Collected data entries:
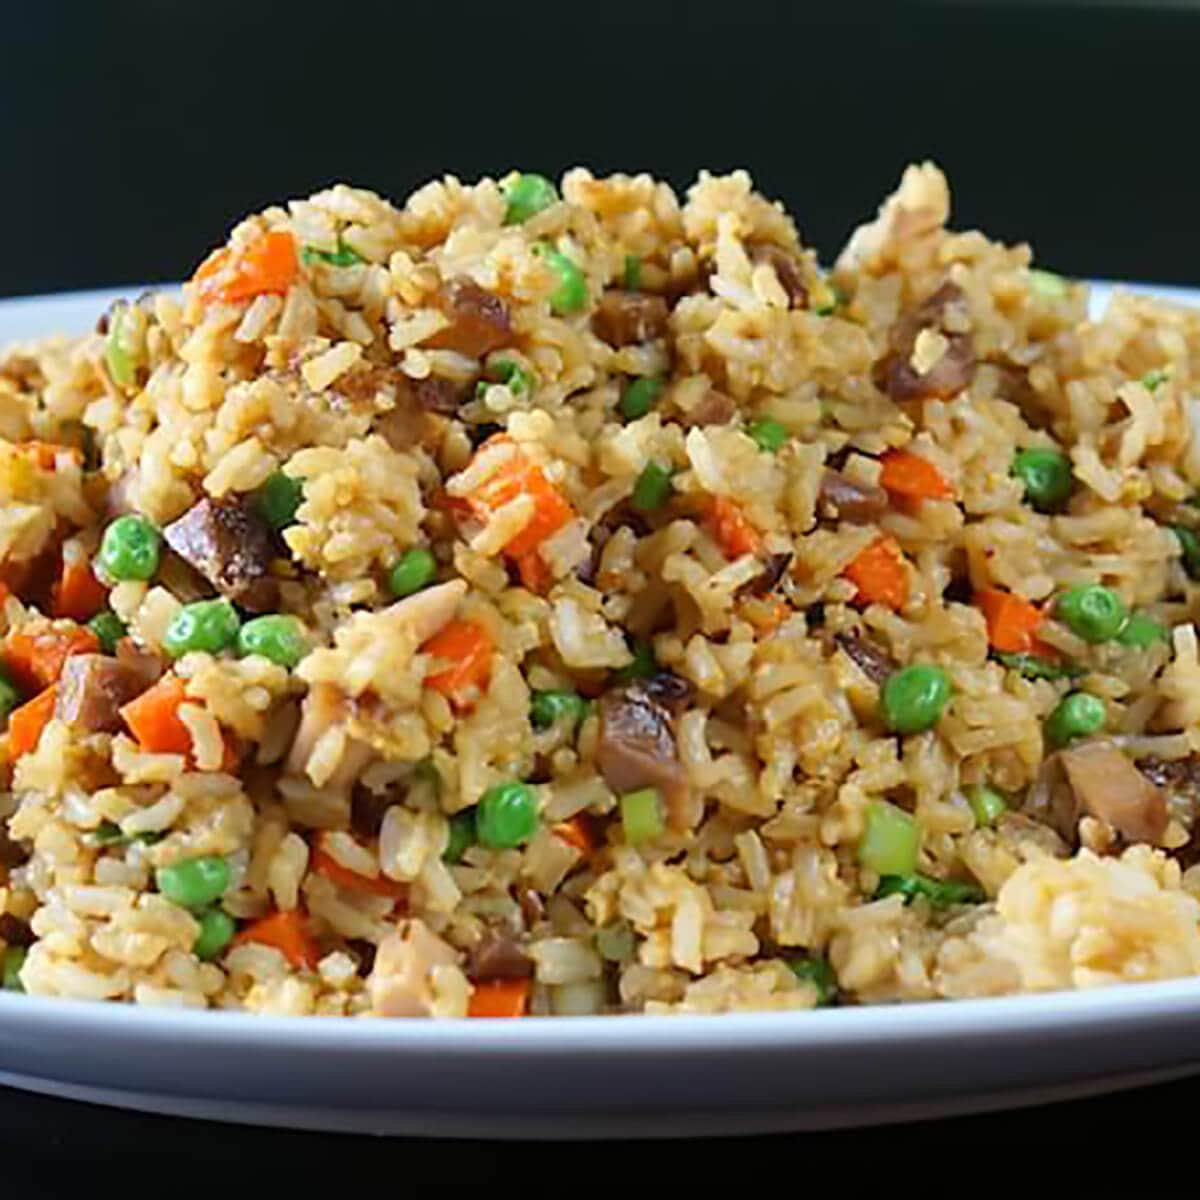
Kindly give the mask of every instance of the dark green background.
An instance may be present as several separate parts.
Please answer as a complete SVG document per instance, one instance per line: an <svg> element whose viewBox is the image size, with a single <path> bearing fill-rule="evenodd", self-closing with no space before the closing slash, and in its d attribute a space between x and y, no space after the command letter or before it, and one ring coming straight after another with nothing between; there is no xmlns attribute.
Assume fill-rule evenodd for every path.
<svg viewBox="0 0 1200 1200"><path fill-rule="evenodd" d="M246 211L746 165L828 258L907 161L1073 274L1200 283L1195 5L5 6L0 294L177 278Z"/></svg>

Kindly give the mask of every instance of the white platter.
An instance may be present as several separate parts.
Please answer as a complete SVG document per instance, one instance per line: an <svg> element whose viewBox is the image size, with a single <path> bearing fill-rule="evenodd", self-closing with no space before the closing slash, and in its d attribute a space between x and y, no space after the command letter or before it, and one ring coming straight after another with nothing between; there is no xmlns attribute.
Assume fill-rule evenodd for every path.
<svg viewBox="0 0 1200 1200"><path fill-rule="evenodd" d="M1200 292L1147 288L1200 303ZM114 295L0 301L0 344ZM1097 289L1102 302L1107 287ZM152 1112L443 1137L834 1128L1200 1072L1200 979L722 1017L314 1020L0 994L0 1085Z"/></svg>

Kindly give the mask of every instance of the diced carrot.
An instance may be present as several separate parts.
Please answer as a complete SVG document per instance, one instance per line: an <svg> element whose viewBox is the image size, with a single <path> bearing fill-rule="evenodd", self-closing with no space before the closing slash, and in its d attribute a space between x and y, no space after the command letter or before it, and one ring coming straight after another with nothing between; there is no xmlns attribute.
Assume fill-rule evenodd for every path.
<svg viewBox="0 0 1200 1200"><path fill-rule="evenodd" d="M408 895L408 888L386 875L360 875L357 871L343 867L324 846L324 834L317 834L312 848L309 866L319 875L332 880L338 887L349 888L356 892L370 892L373 896L387 896L390 900L399 902Z"/></svg>
<svg viewBox="0 0 1200 1200"><path fill-rule="evenodd" d="M265 292L283 294L298 271L296 239L272 230L247 246L214 250L196 269L192 282L205 303L237 304Z"/></svg>
<svg viewBox="0 0 1200 1200"><path fill-rule="evenodd" d="M235 946L244 946L247 942L274 946L293 967L315 971L320 961L316 943L308 931L308 923L297 908L260 917L233 939Z"/></svg>
<svg viewBox="0 0 1200 1200"><path fill-rule="evenodd" d="M509 440L503 434L489 438L480 450ZM504 553L516 561L525 586L532 591L541 591L549 582L549 571L545 564L539 561L534 566L525 564L523 560L575 515L575 510L562 492L546 478L537 463L518 449L467 497L467 501L472 513L481 521L486 521L497 509L520 496L528 496L533 500L533 515L524 528L504 544ZM535 582L541 586L534 587Z"/></svg>
<svg viewBox="0 0 1200 1200"><path fill-rule="evenodd" d="M706 514L706 523L726 558L757 554L762 548L762 535L746 520L742 510L728 496L712 498Z"/></svg>
<svg viewBox="0 0 1200 1200"><path fill-rule="evenodd" d="M83 461L83 455L75 446L63 446L58 442L22 442L17 449L27 454L43 471L52 471L60 454L69 455L75 462Z"/></svg>
<svg viewBox="0 0 1200 1200"><path fill-rule="evenodd" d="M892 496L909 500L941 500L953 495L941 471L911 450L888 450L880 459L879 482Z"/></svg>
<svg viewBox="0 0 1200 1200"><path fill-rule="evenodd" d="M183 680L164 675L152 688L130 700L121 717L141 748L150 754L191 754L192 735L179 717L187 699Z"/></svg>
<svg viewBox="0 0 1200 1200"><path fill-rule="evenodd" d="M14 708L9 714L8 754L14 762L22 754L28 754L37 747L42 730L50 724L50 718L54 716L57 693L58 688L52 684L20 708Z"/></svg>
<svg viewBox="0 0 1200 1200"><path fill-rule="evenodd" d="M1042 614L1037 606L1013 592L985 588L975 593L975 606L987 622L988 644L1005 654L1036 651Z"/></svg>
<svg viewBox="0 0 1200 1200"><path fill-rule="evenodd" d="M448 666L425 679L456 708L470 706L475 692L487 687L492 673L492 638L477 621L451 621L421 647Z"/></svg>
<svg viewBox="0 0 1200 1200"><path fill-rule="evenodd" d="M774 633L787 620L791 606L778 596L753 596L741 606L740 614L761 634Z"/></svg>
<svg viewBox="0 0 1200 1200"><path fill-rule="evenodd" d="M862 604L883 604L899 610L908 600L908 572L894 538L877 537L843 572L858 588Z"/></svg>
<svg viewBox="0 0 1200 1200"><path fill-rule="evenodd" d="M530 550L517 559L517 573L521 583L535 595L544 596L550 590L553 582L550 568L536 550Z"/></svg>
<svg viewBox="0 0 1200 1200"><path fill-rule="evenodd" d="M58 681L63 663L72 654L93 654L99 649L100 639L82 625L69 629L51 625L33 632L14 629L4 639L0 665L19 688L35 692Z"/></svg>
<svg viewBox="0 0 1200 1200"><path fill-rule="evenodd" d="M0 579L0 604L3 604L11 595L12 588L10 588L3 579Z"/></svg>
<svg viewBox="0 0 1200 1200"><path fill-rule="evenodd" d="M92 571L92 564L80 556L63 561L62 574L54 585L51 613L73 621L90 621L108 604L108 589Z"/></svg>
<svg viewBox="0 0 1200 1200"><path fill-rule="evenodd" d="M523 1017L529 1010L528 979L493 979L477 983L467 1004L468 1017Z"/></svg>
<svg viewBox="0 0 1200 1200"><path fill-rule="evenodd" d="M576 813L570 820L551 825L550 832L568 846L574 846L584 858L596 853L596 832L586 813Z"/></svg>

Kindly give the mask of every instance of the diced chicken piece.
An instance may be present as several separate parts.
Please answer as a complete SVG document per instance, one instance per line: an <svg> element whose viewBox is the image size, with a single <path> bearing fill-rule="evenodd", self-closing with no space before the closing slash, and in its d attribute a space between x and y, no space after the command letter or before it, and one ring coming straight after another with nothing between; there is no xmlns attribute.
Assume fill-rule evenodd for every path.
<svg viewBox="0 0 1200 1200"><path fill-rule="evenodd" d="M888 494L869 483L856 483L840 471L825 470L817 492L817 512L826 520L870 525L888 508Z"/></svg>
<svg viewBox="0 0 1200 1200"><path fill-rule="evenodd" d="M954 283L943 284L892 329L891 353L881 364L883 387L893 400L948 399L975 378L975 345L961 326L968 317L966 298ZM914 355L926 331L939 333L939 352L925 362Z"/></svg>
<svg viewBox="0 0 1200 1200"><path fill-rule="evenodd" d="M833 640L846 656L876 686L882 686L896 669L896 660L877 642L856 633L837 633Z"/></svg>
<svg viewBox="0 0 1200 1200"><path fill-rule="evenodd" d="M699 403L680 413L684 425L728 425L737 414L737 402L716 388L709 388Z"/></svg>
<svg viewBox="0 0 1200 1200"><path fill-rule="evenodd" d="M153 680L129 662L106 654L74 654L63 664L54 715L73 729L115 733L122 705L140 696Z"/></svg>
<svg viewBox="0 0 1200 1200"><path fill-rule="evenodd" d="M1157 843L1167 828L1167 802L1112 742L1080 742L1060 754L1084 810L1126 841Z"/></svg>
<svg viewBox="0 0 1200 1200"><path fill-rule="evenodd" d="M661 296L611 289L600 297L592 328L610 346L636 346L667 332L670 310Z"/></svg>
<svg viewBox="0 0 1200 1200"><path fill-rule="evenodd" d="M375 952L367 988L377 1017L428 1017L433 1014L434 967L453 966L458 954L424 921L401 922Z"/></svg>
<svg viewBox="0 0 1200 1200"><path fill-rule="evenodd" d="M425 340L435 350L482 358L512 341L512 318L499 296L471 279L452 279L438 289L434 303L450 324Z"/></svg>
<svg viewBox="0 0 1200 1200"><path fill-rule="evenodd" d="M763 561L761 574L743 585L740 589L741 593L751 596L769 596L779 586L779 581L787 574L788 567L792 565L792 558L793 555L789 551L768 554Z"/></svg>
<svg viewBox="0 0 1200 1200"><path fill-rule="evenodd" d="M900 186L879 207L874 221L860 225L841 254L837 269L875 266L875 260L906 238L933 233L950 217L946 176L931 162L905 168Z"/></svg>
<svg viewBox="0 0 1200 1200"><path fill-rule="evenodd" d="M596 765L614 792L658 788L672 827L689 824L687 771L679 761L671 711L646 684L630 684L601 697Z"/></svg>
<svg viewBox="0 0 1200 1200"><path fill-rule="evenodd" d="M506 933L485 933L467 958L467 977L477 982L527 979L532 974L533 959Z"/></svg>
<svg viewBox="0 0 1200 1200"><path fill-rule="evenodd" d="M270 527L243 500L205 497L163 530L167 545L222 595L250 612L275 607L276 555Z"/></svg>
<svg viewBox="0 0 1200 1200"><path fill-rule="evenodd" d="M317 743L331 728L345 719L346 698L341 691L331 683L314 683L300 705L300 726L288 752L288 773L305 774ZM322 786L335 794L349 791L373 757L374 751L370 746L347 736L341 761Z"/></svg>
<svg viewBox="0 0 1200 1200"><path fill-rule="evenodd" d="M390 623L411 633L415 645L421 646L450 623L458 611L458 602L466 594L465 580L450 579L397 600L381 615L386 615Z"/></svg>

▶ [Description of the task]: Out of the entries, pull every line that mentions "Kindly".

▶ [Answer area]:
Kindly give the mask of every instance of the dark green background.
Kindly give the mask of every instance of the white platter.
Kindly give the mask of every instance of the diced carrot.
Kindly give the mask of every instance of the diced chicken piece.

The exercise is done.